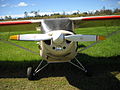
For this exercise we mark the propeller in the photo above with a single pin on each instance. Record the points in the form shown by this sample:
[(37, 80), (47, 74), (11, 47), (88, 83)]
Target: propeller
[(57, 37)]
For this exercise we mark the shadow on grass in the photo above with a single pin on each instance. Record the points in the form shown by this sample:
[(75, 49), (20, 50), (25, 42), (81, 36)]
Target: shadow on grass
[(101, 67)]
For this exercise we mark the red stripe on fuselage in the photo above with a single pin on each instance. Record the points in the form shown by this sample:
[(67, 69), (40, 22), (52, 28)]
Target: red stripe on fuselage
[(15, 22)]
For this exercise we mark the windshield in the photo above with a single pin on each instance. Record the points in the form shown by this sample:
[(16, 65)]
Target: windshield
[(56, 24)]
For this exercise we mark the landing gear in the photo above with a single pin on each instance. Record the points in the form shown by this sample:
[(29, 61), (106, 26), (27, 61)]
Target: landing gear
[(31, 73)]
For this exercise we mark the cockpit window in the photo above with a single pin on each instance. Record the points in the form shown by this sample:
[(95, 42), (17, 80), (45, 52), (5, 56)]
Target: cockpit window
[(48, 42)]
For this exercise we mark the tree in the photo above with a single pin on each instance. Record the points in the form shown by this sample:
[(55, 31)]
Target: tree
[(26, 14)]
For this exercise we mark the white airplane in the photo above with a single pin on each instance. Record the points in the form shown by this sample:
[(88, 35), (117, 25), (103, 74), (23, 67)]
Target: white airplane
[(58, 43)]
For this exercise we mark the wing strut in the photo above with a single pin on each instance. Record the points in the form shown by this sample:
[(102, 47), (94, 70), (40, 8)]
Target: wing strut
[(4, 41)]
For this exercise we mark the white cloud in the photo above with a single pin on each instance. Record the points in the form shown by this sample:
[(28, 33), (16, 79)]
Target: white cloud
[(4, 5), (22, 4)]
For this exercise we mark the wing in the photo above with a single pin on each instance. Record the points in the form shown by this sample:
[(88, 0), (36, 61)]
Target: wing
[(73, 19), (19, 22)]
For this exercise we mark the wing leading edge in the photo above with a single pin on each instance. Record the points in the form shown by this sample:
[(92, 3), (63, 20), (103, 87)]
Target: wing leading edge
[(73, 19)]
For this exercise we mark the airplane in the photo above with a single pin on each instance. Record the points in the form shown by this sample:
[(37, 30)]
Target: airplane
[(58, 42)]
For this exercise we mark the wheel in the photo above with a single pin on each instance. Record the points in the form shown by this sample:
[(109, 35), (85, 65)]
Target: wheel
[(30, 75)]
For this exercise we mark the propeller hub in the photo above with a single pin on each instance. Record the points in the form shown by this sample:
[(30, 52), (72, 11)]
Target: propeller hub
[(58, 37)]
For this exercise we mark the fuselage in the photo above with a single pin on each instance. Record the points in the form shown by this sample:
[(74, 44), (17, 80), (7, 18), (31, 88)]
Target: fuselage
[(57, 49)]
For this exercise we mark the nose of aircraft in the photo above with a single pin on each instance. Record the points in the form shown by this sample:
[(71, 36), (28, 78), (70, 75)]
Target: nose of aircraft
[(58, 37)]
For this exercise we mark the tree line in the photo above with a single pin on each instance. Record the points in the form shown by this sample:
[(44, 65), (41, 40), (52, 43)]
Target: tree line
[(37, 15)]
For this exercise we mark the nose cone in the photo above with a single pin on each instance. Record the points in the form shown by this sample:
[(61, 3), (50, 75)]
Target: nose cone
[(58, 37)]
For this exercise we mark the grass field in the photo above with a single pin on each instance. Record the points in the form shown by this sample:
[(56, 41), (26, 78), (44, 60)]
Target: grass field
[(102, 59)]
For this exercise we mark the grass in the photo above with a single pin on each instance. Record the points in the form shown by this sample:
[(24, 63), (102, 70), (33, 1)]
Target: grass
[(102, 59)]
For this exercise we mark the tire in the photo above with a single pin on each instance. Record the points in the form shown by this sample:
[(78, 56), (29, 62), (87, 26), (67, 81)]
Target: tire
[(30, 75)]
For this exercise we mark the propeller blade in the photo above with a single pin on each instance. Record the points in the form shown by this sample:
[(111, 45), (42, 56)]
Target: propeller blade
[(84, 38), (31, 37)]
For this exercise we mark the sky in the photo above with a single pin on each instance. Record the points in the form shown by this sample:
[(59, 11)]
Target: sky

━━━━━━━━━━

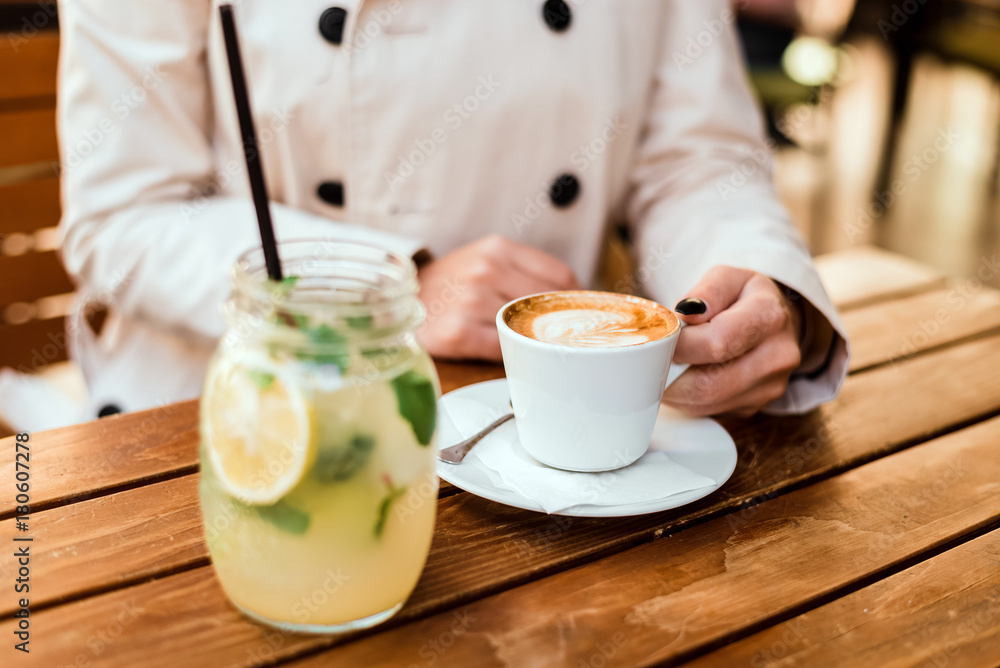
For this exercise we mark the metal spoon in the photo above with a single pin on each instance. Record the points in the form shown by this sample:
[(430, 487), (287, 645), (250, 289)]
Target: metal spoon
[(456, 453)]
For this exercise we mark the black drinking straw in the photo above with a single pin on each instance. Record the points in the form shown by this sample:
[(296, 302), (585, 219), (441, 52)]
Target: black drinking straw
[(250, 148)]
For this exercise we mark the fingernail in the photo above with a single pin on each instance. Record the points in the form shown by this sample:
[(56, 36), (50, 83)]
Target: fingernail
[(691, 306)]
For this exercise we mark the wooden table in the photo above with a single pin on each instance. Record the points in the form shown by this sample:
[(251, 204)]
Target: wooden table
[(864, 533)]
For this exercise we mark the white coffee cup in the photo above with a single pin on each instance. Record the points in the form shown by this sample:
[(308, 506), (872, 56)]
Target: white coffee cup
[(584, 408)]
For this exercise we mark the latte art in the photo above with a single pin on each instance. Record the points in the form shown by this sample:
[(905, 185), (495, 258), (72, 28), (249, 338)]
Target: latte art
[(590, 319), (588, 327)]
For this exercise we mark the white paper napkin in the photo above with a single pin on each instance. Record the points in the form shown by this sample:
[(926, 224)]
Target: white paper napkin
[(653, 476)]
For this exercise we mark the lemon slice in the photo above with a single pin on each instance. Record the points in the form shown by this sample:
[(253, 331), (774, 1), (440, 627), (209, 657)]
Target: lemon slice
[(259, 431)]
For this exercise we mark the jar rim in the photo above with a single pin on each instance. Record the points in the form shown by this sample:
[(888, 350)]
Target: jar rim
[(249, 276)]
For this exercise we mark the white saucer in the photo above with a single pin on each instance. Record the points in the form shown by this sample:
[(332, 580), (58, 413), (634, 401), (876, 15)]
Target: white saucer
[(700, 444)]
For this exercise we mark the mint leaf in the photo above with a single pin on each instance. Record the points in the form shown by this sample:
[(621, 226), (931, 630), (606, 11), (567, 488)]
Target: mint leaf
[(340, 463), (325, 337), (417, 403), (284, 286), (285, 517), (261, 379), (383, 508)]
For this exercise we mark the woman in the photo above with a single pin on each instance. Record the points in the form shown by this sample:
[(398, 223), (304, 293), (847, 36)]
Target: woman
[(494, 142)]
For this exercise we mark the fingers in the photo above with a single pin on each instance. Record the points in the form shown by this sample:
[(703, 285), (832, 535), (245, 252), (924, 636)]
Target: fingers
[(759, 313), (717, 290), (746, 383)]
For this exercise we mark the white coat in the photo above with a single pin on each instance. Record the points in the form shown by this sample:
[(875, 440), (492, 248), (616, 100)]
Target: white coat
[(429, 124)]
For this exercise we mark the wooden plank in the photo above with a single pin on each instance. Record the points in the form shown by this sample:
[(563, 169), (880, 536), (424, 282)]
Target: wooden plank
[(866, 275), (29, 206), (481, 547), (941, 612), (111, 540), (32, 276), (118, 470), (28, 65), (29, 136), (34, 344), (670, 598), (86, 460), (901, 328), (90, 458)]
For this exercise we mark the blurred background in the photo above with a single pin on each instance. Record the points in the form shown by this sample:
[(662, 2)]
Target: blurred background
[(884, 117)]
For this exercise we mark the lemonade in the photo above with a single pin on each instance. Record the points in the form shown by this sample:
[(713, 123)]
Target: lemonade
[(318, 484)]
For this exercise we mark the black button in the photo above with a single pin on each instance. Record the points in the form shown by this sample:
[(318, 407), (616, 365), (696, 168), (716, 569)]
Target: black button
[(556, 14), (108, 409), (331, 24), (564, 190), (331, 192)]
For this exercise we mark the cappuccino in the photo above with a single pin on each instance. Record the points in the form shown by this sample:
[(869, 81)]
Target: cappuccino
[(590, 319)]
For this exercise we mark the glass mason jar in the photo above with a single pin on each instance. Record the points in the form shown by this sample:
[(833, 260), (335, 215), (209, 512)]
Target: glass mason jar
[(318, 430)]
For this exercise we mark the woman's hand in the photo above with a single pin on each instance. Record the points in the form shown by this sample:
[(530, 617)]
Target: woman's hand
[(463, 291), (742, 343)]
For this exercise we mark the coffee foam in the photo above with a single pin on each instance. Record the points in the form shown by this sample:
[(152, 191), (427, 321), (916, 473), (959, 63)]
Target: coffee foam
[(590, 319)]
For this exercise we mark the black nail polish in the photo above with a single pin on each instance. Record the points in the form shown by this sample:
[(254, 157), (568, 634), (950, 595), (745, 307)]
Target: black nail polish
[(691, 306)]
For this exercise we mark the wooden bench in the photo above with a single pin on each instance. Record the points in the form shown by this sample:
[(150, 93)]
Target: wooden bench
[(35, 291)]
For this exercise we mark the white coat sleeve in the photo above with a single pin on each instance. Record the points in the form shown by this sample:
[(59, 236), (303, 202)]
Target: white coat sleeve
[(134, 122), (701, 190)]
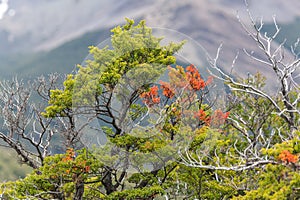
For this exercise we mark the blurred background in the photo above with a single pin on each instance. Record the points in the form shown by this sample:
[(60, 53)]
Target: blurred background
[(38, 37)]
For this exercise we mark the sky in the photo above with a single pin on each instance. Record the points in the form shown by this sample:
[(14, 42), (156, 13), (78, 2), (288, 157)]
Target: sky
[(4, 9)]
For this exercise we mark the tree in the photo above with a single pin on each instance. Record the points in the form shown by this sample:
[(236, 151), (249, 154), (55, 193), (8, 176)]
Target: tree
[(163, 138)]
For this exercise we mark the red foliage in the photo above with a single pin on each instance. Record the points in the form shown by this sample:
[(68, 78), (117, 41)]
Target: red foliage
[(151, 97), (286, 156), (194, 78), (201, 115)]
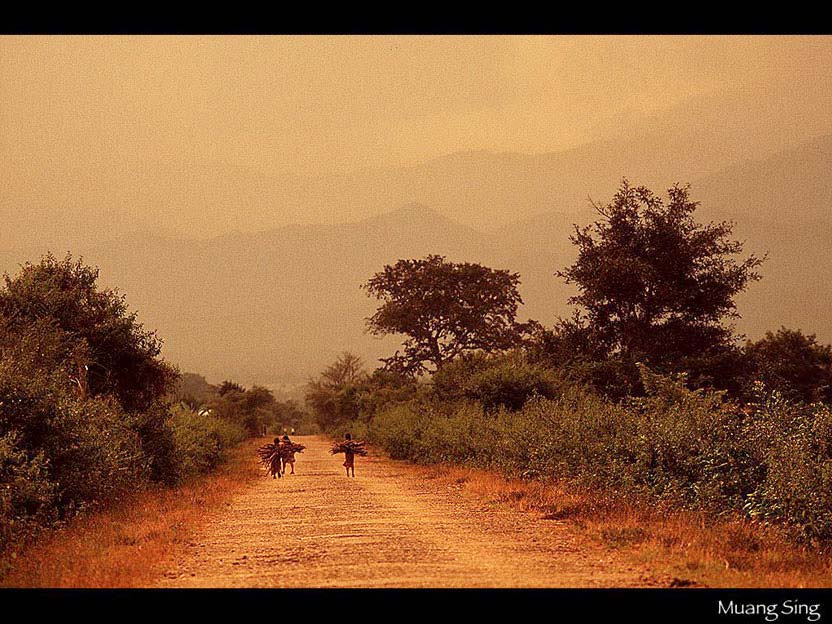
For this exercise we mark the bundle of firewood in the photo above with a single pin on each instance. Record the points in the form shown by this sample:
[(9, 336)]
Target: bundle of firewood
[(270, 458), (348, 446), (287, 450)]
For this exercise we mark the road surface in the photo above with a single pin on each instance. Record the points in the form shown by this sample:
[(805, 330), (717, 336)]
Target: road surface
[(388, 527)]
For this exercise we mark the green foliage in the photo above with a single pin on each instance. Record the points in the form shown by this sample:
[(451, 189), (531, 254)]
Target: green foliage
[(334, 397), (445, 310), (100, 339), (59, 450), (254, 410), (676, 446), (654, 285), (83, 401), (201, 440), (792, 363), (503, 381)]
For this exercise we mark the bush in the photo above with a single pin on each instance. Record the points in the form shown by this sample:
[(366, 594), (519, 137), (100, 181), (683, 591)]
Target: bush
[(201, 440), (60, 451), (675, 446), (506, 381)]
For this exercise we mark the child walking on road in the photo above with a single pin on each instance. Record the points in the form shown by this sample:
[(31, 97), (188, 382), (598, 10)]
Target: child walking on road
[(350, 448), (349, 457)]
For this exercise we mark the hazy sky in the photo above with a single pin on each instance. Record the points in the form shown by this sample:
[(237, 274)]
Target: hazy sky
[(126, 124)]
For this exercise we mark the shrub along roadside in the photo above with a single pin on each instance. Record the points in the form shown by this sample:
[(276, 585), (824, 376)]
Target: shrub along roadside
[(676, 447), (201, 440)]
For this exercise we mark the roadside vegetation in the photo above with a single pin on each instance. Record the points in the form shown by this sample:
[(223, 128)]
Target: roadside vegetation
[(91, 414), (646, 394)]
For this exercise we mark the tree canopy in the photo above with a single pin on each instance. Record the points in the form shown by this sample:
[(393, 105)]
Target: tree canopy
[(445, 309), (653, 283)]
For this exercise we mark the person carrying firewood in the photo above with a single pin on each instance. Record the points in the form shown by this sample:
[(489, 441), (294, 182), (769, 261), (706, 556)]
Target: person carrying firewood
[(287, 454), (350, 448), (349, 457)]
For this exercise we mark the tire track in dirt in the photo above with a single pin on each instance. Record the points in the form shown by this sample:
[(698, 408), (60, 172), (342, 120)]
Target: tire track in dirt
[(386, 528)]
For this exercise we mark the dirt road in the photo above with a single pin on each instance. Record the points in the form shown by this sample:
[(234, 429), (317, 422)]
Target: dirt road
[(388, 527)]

━━━━━━━━━━

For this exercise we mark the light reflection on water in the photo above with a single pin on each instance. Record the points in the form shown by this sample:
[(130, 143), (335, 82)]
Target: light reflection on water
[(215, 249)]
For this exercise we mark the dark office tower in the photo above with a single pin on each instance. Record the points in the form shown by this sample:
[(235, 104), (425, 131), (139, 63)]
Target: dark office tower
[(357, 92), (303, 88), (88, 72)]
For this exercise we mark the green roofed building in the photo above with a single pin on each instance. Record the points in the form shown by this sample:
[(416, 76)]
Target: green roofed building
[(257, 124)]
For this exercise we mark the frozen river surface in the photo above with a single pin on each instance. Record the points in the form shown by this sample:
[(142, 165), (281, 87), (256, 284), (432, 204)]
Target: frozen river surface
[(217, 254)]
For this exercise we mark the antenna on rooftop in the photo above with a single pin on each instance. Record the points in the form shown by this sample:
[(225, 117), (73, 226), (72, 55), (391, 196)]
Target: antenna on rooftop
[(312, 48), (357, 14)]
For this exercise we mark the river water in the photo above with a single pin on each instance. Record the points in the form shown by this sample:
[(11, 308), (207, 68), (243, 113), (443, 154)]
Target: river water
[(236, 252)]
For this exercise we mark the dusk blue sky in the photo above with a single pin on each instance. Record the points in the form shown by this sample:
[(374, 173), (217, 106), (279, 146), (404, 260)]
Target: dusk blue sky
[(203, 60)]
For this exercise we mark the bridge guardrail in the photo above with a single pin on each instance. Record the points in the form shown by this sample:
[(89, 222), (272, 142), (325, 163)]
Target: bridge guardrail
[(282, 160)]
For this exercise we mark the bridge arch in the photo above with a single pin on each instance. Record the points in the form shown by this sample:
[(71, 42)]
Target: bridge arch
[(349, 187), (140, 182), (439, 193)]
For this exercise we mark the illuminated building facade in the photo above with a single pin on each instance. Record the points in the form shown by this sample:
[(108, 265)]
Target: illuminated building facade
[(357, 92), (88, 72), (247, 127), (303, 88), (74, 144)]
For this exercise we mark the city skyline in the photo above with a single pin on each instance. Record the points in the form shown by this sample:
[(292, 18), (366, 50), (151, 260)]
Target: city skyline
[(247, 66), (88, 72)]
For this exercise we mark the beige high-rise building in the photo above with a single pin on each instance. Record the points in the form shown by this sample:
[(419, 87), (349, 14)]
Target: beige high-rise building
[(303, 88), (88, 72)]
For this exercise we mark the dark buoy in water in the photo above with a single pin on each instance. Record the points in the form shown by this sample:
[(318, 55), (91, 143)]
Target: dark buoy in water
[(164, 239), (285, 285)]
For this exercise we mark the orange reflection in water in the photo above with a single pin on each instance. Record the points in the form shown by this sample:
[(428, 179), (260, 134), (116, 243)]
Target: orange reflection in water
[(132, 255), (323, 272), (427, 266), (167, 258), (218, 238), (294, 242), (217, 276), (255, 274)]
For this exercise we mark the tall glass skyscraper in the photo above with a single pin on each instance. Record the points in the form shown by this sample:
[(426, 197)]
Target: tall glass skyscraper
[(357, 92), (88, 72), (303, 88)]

━━━━━━━━━━

Short exercise
Copy the lines of material above word for word, from the line with "For this exercise we mark the beige" to the line with "276), (255, 274)]", and give only those lines.

Answer for the task
For this exercise we mark the beige high-rise building in the photo above with a single pin on each instance. Record the points in the form shown by this sample:
[(419, 87), (349, 14)]
Target: beige high-rise building
[(303, 88), (88, 72)]
For this exercise we mark the dark buoy in water in the photo above with a single pin on each instance. Record the points in the form shown by this sample:
[(318, 55), (91, 143)]
Target: dark buoy in water
[(164, 239), (285, 285)]
For this exercise we mark the orange reflection in water in the photo above with a single pin on each instance. Record the points in the form shown by this sample:
[(428, 179), (260, 134), (116, 243)]
Target: orange reflection in water
[(132, 255), (323, 272), (427, 266), (167, 258), (218, 238), (294, 242), (217, 276), (255, 274)]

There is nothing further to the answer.